*** DATA FOR PROCESSING ***

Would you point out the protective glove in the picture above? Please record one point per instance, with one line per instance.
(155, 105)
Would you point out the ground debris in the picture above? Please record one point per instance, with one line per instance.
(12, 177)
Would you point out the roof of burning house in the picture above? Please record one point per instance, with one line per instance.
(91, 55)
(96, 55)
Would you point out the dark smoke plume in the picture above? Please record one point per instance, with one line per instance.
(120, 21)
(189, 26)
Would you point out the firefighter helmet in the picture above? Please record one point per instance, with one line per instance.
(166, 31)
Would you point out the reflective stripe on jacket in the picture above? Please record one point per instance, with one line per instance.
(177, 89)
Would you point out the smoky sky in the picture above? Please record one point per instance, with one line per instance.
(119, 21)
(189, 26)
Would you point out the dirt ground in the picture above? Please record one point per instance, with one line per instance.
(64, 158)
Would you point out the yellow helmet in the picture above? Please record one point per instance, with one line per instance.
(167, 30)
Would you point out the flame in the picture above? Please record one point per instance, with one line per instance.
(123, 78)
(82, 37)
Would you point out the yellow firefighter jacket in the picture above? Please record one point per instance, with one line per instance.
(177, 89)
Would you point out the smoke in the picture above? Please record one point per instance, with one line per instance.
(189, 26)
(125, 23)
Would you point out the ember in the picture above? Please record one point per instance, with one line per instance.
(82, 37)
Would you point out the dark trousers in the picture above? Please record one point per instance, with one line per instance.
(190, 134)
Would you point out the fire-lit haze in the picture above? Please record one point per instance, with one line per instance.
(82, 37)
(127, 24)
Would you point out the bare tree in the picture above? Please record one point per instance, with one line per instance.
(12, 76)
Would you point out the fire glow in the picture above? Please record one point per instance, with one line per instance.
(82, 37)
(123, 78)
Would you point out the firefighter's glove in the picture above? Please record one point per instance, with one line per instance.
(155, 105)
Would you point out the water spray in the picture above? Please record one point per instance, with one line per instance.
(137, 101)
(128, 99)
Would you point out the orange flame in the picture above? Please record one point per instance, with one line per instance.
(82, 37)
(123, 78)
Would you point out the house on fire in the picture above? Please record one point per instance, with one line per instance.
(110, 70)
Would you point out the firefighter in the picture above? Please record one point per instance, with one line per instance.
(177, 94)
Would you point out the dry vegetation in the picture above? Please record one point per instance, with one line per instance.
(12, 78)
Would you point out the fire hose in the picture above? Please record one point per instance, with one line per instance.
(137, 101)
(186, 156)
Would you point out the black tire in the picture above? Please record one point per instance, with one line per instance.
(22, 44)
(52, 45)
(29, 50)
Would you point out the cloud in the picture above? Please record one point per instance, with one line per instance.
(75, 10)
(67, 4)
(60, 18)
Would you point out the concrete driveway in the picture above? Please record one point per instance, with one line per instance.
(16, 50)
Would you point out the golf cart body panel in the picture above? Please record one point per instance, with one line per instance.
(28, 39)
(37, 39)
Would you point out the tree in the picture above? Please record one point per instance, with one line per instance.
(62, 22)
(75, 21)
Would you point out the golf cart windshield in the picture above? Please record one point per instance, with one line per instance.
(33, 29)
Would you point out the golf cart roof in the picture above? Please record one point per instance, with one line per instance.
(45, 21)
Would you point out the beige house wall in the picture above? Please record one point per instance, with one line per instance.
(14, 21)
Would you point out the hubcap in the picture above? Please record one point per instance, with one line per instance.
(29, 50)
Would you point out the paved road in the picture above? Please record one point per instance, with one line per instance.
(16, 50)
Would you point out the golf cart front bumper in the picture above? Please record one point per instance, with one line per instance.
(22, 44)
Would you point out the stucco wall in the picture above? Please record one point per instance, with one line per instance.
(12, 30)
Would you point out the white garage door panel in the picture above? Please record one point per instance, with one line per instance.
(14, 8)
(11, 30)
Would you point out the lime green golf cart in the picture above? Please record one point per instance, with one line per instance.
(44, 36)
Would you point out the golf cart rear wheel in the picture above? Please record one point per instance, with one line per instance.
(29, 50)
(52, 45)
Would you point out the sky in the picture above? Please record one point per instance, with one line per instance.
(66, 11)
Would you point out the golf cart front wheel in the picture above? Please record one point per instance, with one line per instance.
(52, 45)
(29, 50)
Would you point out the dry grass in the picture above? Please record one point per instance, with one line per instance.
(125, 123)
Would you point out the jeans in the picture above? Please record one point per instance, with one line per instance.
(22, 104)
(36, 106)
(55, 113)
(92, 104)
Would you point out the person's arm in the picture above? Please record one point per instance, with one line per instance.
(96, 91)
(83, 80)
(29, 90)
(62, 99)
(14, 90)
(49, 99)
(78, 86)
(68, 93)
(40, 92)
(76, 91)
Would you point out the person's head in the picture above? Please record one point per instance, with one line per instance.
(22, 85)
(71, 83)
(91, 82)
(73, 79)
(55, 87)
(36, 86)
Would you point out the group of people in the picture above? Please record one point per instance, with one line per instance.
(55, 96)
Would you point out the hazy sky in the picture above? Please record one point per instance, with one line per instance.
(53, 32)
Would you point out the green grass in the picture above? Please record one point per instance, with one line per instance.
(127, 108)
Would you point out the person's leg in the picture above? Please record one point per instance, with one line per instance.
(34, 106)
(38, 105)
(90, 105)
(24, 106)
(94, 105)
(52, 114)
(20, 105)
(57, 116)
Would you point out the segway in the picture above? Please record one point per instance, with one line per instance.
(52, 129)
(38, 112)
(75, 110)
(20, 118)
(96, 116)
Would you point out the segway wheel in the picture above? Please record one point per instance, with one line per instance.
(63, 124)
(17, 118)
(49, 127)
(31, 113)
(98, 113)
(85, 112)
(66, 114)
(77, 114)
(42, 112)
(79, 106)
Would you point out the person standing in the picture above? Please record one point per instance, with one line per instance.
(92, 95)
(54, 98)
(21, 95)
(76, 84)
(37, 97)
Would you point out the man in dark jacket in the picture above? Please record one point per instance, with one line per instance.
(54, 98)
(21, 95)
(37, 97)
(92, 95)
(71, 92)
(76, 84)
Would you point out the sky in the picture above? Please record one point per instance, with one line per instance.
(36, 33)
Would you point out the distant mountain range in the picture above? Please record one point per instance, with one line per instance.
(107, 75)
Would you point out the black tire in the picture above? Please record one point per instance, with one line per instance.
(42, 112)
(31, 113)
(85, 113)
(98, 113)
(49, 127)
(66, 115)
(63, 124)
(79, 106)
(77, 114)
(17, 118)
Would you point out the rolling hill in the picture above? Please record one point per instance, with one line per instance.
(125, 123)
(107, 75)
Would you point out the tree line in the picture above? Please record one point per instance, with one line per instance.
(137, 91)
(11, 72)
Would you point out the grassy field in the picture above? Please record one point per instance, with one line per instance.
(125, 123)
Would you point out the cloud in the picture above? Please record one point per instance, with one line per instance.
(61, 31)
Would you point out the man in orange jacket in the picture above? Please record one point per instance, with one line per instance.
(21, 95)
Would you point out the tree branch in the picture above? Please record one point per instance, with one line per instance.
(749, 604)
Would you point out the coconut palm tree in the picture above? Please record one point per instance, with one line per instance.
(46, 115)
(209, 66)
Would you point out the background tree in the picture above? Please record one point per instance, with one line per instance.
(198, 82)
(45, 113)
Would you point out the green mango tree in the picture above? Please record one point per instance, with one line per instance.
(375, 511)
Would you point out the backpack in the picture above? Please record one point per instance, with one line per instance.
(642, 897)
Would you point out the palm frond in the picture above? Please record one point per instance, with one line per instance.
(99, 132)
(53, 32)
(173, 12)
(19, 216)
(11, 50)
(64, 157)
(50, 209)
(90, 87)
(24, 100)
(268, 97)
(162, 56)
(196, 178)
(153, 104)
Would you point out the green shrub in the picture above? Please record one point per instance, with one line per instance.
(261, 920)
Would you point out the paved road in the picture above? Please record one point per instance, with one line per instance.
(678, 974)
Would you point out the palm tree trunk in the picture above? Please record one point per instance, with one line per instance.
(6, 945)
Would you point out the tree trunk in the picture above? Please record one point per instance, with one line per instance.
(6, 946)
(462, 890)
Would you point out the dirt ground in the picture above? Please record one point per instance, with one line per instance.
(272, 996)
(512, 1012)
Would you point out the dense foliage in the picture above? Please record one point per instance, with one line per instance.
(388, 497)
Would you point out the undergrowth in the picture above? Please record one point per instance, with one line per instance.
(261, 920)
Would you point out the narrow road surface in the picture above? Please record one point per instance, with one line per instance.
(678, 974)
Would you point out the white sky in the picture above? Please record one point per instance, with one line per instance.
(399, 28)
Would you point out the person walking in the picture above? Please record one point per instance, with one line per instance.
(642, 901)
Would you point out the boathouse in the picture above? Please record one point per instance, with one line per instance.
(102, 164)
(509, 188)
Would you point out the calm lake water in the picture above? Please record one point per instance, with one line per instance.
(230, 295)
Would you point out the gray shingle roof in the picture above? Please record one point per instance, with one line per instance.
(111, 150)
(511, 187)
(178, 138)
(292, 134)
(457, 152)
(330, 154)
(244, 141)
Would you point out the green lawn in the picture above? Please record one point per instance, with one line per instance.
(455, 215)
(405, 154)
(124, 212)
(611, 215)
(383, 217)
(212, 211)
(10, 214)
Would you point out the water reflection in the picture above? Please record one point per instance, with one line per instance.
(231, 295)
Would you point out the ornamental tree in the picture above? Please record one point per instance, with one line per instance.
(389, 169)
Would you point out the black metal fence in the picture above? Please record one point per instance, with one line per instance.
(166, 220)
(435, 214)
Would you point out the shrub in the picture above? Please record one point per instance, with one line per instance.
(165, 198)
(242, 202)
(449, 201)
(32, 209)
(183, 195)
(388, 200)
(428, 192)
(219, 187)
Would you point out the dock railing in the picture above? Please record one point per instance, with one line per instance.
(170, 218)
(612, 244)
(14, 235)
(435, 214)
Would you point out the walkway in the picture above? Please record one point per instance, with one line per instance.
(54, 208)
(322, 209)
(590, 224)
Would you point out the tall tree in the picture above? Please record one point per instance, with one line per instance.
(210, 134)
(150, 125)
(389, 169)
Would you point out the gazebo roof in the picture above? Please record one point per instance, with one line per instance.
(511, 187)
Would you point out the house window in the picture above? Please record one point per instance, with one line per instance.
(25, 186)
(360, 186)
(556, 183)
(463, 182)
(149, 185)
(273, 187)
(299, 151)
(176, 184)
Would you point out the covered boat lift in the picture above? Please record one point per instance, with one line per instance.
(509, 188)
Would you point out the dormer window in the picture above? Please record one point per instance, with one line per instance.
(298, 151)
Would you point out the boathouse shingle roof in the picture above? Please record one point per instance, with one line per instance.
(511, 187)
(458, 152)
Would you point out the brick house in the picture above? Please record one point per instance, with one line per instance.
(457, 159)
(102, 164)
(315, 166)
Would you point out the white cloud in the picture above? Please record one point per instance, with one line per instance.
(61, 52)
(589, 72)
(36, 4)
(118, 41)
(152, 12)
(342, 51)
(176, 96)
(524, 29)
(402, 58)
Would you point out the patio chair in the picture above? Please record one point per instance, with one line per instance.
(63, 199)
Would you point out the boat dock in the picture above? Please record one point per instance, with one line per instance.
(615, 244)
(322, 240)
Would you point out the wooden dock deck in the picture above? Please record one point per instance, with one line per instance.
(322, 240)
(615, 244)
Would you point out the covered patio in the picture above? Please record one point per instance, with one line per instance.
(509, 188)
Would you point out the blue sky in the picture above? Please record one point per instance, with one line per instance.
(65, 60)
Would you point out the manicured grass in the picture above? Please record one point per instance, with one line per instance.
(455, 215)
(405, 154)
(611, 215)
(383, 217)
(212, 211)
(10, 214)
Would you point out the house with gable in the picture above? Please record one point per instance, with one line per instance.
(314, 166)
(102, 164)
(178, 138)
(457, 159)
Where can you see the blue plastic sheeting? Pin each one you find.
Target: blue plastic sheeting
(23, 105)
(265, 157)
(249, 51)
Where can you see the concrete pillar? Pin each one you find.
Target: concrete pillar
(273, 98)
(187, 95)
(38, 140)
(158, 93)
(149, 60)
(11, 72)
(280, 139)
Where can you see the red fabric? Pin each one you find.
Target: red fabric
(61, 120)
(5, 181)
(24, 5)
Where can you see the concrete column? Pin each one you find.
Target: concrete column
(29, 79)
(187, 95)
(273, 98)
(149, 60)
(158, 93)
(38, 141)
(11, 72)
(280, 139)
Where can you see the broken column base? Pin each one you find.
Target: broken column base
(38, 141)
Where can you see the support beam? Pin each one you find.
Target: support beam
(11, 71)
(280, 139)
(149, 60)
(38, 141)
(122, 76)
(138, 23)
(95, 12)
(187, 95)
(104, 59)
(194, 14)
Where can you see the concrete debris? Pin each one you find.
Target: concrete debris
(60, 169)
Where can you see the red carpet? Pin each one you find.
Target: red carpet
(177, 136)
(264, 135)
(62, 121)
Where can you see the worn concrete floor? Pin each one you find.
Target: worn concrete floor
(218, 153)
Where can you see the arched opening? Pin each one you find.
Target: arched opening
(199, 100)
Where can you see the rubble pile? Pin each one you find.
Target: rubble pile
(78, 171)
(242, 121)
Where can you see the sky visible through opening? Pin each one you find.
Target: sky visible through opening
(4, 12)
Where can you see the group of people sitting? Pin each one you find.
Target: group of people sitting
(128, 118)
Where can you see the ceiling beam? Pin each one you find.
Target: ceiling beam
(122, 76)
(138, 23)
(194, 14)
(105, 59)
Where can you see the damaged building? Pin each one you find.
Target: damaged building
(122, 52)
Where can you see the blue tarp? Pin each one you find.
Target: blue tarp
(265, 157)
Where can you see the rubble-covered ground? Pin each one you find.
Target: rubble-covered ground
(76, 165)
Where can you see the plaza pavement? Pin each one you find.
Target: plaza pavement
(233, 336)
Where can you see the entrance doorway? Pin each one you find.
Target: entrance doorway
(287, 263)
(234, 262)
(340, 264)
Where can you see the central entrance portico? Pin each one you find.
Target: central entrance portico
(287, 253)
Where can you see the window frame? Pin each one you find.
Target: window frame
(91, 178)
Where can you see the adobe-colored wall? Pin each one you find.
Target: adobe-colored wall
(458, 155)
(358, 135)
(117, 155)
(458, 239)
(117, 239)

***

AIM: Give back exactly the lines running from the line containing "Where can you see the red fabric?" through the end of the material above, both included, and nothing beyond them.

SOLUTION FOR THIS EXERCISE:
Where can you see the red fabric? Pin each one you find.
Target: red fabric
(61, 120)
(5, 181)
(24, 5)
Where can you see the concrete column? Pin each one you find.
Target: concrete column
(29, 79)
(187, 95)
(273, 98)
(149, 60)
(158, 93)
(38, 141)
(11, 72)
(280, 139)
Where can you see the broken column base? Pin each one you find.
Target: broken column base
(38, 141)
Where can you see the support beam? Pin each one you find.
Target: support beam
(11, 71)
(280, 139)
(149, 60)
(38, 141)
(122, 76)
(138, 23)
(95, 12)
(187, 95)
(104, 59)
(194, 14)
Where can you see the concrete debris? Pin each one you find.
Target: concrete debris
(60, 169)
Where can you see the red carpet? Pin each one you find.
Target: red carpet
(177, 136)
(264, 135)
(62, 121)
Where can you see the worn concrete floor? Pin each one you find.
Target: worn concrete floor
(218, 153)
Where can you see the arched opening? Pin each one you find.
Target: arched opening
(199, 100)
Where can you see the rubble pile? Pin each one you find.
Target: rubble pile
(78, 171)
(242, 121)
Where can you see the sky visible through opening? Pin each one you find.
Target: sky visible through opening
(4, 12)
Where can you see the group of people sitting? Pin each one you find.
Target: group of people sitting
(128, 118)
Where can you see the ceiling beam? Pin each one you find.
Target: ceiling beam
(122, 76)
(138, 23)
(194, 14)
(105, 59)
Where can you see the damaged building? Pin each one you find.
Target: damaged building
(122, 52)
Where can you see the blue tarp? Pin each one you find.
Target: blue tarp
(265, 157)
Where can you see the rubble-covered ground? Pin each one you find.
Target: rubble-covered ground
(76, 165)
Where can you see the plaza pavement? Pin each one you find.
Target: plaza pavement
(233, 336)
Where can you see the entrance doorway? Pin each one you find.
Target: entrance doorway
(287, 263)
(234, 262)
(340, 264)
Where can you see the central entrance portico? Pin each one you find.
Target: central entrance portico
(287, 253)
Where can you see the window frame? Pin each one you find.
Target: window frame
(91, 178)
Where can you see the adobe-colored wall? Pin each one you find.
Target: adobe-colored wall
(458, 155)
(358, 135)
(117, 155)
(458, 239)
(117, 239)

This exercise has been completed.